══ Text provided ══

Journalists are also mindful of the consequences of the tidal wave of misinformation and deceit. Also for the New Statesman, Laurie Penny addresses fake news and how its peddlers manufacture nonsense for profit's sake; the Observer also notes how easy it is to find websites dedicated to denying the existence of the Holocaust. David Tollerton, a lecturer, has reflected (and written about it for the Guardian) on the apparent futility of teaching his students to argue properly when emotional slogans and prejudice will win elections and referenda ("Should footnotes and bibliographies be dismissed as elitist pedantry? Perhaps we should be training our students in the art of constructing compelling internet memes founded on fantasies? Or forceful slogans that combine emotive power with a strategic absence of content?").
There is an strain of thought that most commentators seem to think is unpalatable to express. People simply don't want to put the case forward. I've been considering it for a while and, especially since reading Tait's article on conspiracy theories, I feel that someone has to present the argument, even if it is a bad one.
We cannot attribute so many bad ideas and poor thinking to the influence of psychological factors beyond our control. Without denying the power of confirmation biases and logical fallacies, as well as how social conditioning makes some of our decisions partisan without us realising, can we not accept that not every is either educated or intelligent enough to make a coherent argument?
This is probably the most radical I've been in my blog for a long time, but I think that this is something that no one dares write but many have thought about. Take Alex Jones's mad anecdote about Edward Heath. It's all very well to refer to psychologists and their awareness of how people can form conspiracy theories to simplify a complicated body of information, cope with social isolation or tie many fringe ideas together to form a pattern, but should our main worry be that there are scores of people around the world who, when told that a former British Prime Minister would slit the throats of kidnapped girls, do not think twice?
Just as depressing as the decline of rational, well-written, coherent argument in favour of emotional outbursts and vulgar pathos is the fact that the latter kind of rhetoric actually works. Fear of the totalitarian state, fear of an invasion of immigrants, fear of the death of native culture, fear of the Islamisation of Europe and the establishment of Eurasia, fear of moral nihilism, fear of fascism and so on. The high chance that your pandering to prejudice and fact-free argument can win plenty of support: that's what should be scary to people like Dr. Tollerton.

═══

_Problems to solve_
1. Do the following statements agree with the excerpt on misinformation? Answer yes or no for each, quoting the deciding words. (a) Laurie Penny wrote about fake news for the New Statesman. (b) David Tollerton wrote about his reflections for the Observer. (c) Reading Tait's article on conspiracy theories led the writer to feel someone has to present the argument.
2. According to the excerpt on misinformation, what does the Observer note?

══ Excerpted data ══

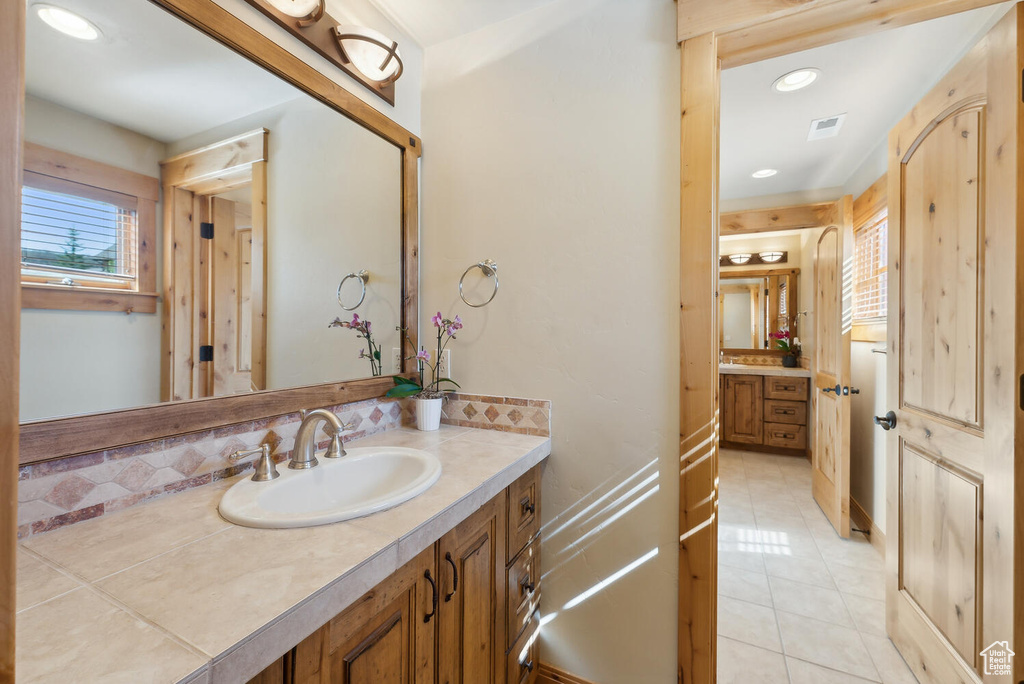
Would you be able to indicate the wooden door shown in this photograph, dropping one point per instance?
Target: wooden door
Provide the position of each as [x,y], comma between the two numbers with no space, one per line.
[471,631]
[833,308]
[742,420]
[230,293]
[387,637]
[953,189]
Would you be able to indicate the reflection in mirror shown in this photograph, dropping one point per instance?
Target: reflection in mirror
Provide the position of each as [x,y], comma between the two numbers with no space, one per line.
[187,221]
[753,305]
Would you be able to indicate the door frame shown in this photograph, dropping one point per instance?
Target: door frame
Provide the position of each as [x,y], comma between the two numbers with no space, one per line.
[713,36]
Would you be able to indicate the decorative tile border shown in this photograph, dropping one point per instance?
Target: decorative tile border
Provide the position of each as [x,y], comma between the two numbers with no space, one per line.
[499,413]
[54,494]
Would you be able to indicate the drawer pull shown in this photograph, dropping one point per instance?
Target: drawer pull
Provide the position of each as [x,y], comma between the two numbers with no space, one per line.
[527,506]
[433,587]
[455,573]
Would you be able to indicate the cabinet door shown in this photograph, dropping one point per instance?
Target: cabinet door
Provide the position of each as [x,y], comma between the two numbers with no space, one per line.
[471,631]
[386,637]
[743,407]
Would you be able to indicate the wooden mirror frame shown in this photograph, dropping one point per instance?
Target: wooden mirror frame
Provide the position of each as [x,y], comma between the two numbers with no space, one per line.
[60,437]
[791,306]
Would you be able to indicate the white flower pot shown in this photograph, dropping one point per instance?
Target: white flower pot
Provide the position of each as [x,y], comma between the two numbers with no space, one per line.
[428,414]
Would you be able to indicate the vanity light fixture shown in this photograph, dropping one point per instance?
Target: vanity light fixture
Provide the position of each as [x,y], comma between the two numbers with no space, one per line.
[797,80]
[371,52]
[68,22]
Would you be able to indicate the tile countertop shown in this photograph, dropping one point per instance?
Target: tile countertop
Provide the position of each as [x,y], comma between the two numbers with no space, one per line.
[742,369]
[170,592]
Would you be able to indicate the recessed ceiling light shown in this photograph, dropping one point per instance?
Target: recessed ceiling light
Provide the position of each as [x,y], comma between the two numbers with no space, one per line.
[796,80]
[68,22]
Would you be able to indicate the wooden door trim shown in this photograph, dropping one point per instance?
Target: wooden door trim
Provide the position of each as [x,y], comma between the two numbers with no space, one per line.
[56,438]
[711,38]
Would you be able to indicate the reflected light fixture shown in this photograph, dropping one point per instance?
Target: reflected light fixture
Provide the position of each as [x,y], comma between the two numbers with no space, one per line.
[797,80]
[68,22]
[306,11]
[371,52]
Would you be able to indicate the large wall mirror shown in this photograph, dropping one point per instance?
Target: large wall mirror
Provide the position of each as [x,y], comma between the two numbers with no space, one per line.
[195,226]
[753,305]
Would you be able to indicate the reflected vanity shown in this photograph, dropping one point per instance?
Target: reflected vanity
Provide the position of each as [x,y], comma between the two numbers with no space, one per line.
[192,226]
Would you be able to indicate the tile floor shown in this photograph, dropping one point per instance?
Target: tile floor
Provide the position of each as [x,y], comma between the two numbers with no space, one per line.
[797,603]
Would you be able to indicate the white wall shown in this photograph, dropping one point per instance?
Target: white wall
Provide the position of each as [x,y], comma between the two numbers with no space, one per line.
[552,145]
[114,361]
[334,207]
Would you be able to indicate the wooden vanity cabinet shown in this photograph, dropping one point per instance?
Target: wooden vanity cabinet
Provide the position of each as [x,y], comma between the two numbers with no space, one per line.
[463,611]
[764,413]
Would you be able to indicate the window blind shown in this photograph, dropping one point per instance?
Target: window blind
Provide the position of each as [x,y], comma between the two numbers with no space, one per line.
[869,266]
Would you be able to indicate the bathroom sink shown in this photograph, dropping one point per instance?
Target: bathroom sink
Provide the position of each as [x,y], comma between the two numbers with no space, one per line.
[368,480]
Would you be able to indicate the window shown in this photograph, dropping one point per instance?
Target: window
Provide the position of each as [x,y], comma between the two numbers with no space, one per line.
[869,265]
[87,230]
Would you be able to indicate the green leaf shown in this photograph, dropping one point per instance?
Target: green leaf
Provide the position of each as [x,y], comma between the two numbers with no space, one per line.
[403,390]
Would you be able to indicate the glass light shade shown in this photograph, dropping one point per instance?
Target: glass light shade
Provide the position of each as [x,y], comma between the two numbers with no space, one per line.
[68,22]
[298,8]
[796,80]
[371,52]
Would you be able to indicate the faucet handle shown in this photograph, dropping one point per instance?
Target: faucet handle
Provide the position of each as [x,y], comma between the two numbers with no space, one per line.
[266,469]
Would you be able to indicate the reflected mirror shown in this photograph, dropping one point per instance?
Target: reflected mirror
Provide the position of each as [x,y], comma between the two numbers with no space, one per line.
[755,304]
[192,224]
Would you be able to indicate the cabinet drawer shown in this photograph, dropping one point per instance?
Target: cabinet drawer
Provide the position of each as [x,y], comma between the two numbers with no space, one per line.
[522,659]
[524,511]
[786,436]
[523,590]
[794,413]
[780,387]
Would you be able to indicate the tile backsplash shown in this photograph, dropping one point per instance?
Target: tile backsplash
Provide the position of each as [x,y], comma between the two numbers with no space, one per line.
[54,494]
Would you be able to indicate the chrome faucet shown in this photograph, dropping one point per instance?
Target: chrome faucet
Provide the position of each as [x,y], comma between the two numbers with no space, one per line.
[304,452]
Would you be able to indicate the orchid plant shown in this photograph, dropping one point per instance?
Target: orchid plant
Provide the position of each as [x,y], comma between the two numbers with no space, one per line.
[446,329]
[363,329]
[785,342]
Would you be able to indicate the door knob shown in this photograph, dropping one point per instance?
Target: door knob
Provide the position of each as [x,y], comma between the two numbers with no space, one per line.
[888,422]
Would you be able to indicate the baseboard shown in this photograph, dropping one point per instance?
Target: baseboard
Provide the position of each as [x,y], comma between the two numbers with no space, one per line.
[547,674]
[861,519]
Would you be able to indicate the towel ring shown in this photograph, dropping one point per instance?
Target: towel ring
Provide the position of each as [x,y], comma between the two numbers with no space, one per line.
[364,278]
[489,269]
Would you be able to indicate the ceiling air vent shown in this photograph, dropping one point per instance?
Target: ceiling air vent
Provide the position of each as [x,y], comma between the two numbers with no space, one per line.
[825,128]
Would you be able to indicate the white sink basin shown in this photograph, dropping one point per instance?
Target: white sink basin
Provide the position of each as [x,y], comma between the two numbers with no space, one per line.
[368,480]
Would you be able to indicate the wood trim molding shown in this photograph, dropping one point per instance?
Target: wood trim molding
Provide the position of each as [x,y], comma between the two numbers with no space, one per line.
[779,218]
[862,520]
[870,203]
[754,31]
[548,674]
[11,130]
[49,439]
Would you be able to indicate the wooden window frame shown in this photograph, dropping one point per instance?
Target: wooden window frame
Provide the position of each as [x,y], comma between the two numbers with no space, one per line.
[713,36]
[65,172]
[64,437]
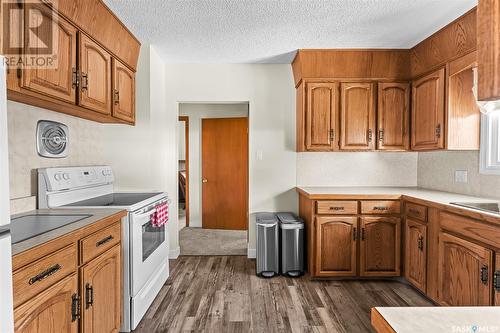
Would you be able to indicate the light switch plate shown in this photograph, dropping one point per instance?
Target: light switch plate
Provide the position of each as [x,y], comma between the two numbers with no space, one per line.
[460,176]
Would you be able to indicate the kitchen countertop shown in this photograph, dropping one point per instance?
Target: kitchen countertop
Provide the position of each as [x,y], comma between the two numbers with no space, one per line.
[430,196]
[437,319]
[96,215]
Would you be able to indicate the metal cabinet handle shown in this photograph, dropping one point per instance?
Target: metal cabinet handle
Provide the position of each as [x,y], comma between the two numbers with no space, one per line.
[89,295]
[104,241]
[45,274]
[484,274]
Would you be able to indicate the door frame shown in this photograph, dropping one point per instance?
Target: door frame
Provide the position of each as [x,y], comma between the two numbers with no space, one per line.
[247,169]
[185,119]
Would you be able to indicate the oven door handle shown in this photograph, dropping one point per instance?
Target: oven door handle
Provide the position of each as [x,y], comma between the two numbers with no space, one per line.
[143,215]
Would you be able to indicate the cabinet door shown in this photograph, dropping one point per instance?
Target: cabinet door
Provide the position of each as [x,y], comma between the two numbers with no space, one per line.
[95,76]
[380,246]
[101,293]
[52,82]
[123,92]
[464,273]
[416,254]
[357,116]
[393,116]
[50,311]
[336,246]
[428,112]
[322,116]
[497,280]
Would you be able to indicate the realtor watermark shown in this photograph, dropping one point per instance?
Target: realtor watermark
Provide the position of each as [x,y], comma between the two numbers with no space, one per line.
[475,329]
[30,33]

═══

_The solutions_
1.
(a) Yes: "Also for the New Statesman, Laurie Penny addresses fake news and how its peddlers manufacture nonsense for profit's sake"
(b) No: "has reflected (and written about it for the Guardian)"
(c) Yes: "especially since reading Tait's article on conspiracy theories, I feel that someone has to present the argument"

2. It notes how easy it is to find websites dedicated to denying the existence of the Holocaust.